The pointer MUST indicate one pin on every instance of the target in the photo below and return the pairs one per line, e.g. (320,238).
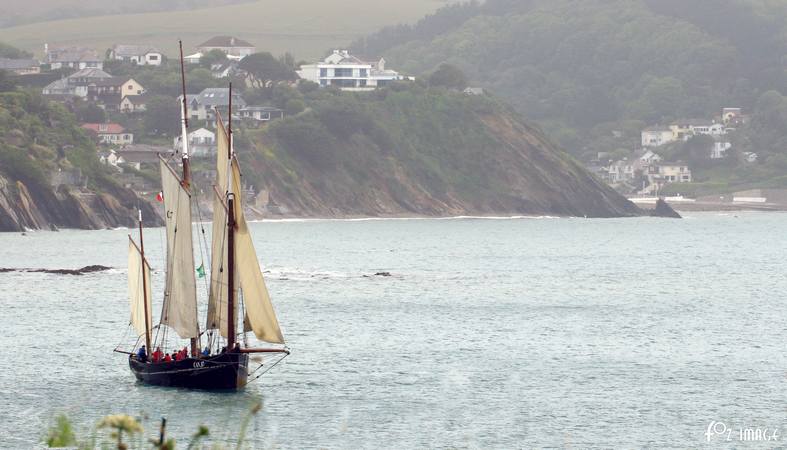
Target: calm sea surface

--

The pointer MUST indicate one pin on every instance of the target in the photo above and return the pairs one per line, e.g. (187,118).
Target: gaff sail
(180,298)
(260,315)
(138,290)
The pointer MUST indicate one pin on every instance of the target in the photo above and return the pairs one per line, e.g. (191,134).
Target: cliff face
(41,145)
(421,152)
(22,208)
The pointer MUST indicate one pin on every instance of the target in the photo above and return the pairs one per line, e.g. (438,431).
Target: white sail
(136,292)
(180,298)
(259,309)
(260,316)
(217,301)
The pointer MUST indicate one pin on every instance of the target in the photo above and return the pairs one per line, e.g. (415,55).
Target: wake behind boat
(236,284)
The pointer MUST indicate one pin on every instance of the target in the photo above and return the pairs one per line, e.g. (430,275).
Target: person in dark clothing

Request: Print, word for word, the lines above between the line holding "line, e.g. (320,238)." and the line holding "Target: calm sea surface", inclusive. Omit any picture from your answer.

Result of this task:
The pointer MUST indicate one pin on every instance of the target in the photo below and return the pairs one per line, e.g. (320,238).
Target: calm sea surface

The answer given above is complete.